**Exercise**
Please transcribe the passage of the BirdCLEF soundscape text that begins at the words "Nodes are sensor-day" and stops after "in the dataset.".

The BirdCLEF 2025 train_soundscapes dataset is 162 hours of continuous PAM audio across 56 geographic recording sites, covering 206 species across Aves, Amphibia, Insecta, and Mammalia, with 28,564 labeled focal clips for classifier training. Critically, the classifier training data and the network analysis data share the same species pool and ecosystem, eliminating distribution mismatch.

The species distribution is strongly long-tailed: dominant vocalizers like Common Pauraque and Great Kiskadee each account for over 8 hours of audio, while rare niche specialists appear in only a handful of clips. This skew is precisely what Soundscape Similarity Networks are built to surface.

Three network representations

A single recording becomes three different graphs depending on what question you're asking.

Acoustic Bipartite Network: Who vocalizes where in frequency and time?

Nodes are split into two sets: species (U) and time-frequency slots (V, e.g. "5:00 AM, 2–4 kHz"). An edge exists if species i is detected in slot j. This encodes specialization: a generalist species fans out across many slots; a niche specialist occupies a narrow band. The bipartite structure also makes the Acoustic Niche Hypothesis directly falsifiable: high modularity in the projection means species have partitioned acoustic space, low modularity means they haven't.

Interspecific Interaction Graph: Do species avoid each other acoustically?

Nodes are species; edge weight is the Pearson correlation of their windowed activity time series across the recording. If Species A reliably goes quiet when Species B starts, the edge is negative, evidence of acoustic masking or competitive exclusion. Positive edges indicate co-occurring guilds. This graph is built from train_soundscapes overlapping calls, with secondary_labels from train.csv adding co-occurrence signal.

Soundscape Similarity Network: How similar are different places and times?

Nodes are sensor-day pairs (e.g. site H01 on day 3). Edge weight is the Jaccard similarity of species present. This detects regime shifts: a cluster of sensor-days that suddenly diverges from its neighbours indicates a disturbance event or seasonal transition. Rare species with narrow ranges yield high Jaccard uniqueness scores, flagging the most ecologically specialised vocalizers in the dataset.

Pipeline

[ BirdCLEF 2025 .ogg ]
      │
      ▼
[ MATLAB STFT ]  ←── Hamming window, 40ms resolution, 15kHz range
      │                Custom: not toolbox defaults, for version-independence
      ▼
[ Python Bridge (pyrun) ]
      │
      ├──> [ BirdNET ]  ──────> species detection per 5-second window
      │
      └──> [ ViT embeddings ]  > 1-second spectrogram patches → k-NN graph
                                  (unsupervised acoustic niche clustering
                                   before species labels are applied)
      │
      ▼
[ Three Graphs ]  ──> Louvain / Infomap / Centrality / Entropy
Data flows from raw .ogg through MATLAB STFT to Python for neural embedding, then into graph construction and analysis.

**Data shown**

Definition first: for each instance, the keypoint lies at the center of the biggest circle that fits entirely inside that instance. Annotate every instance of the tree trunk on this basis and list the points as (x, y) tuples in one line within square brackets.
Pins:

**Exercise answer**
Nodes are sensor-day pairs (e.g. site H01 on day 3). Edge weight is the Jaccard similarity of species present. This detects regime shifts: a cluster of sensor-days that suddenly diverges from its neighbours indicates a disturbance event or seasonal transition. Rare species with narrow ranges yield high Jaccard uniqueness scores, flagging the most ecologically specialised vocalizers in the dataset.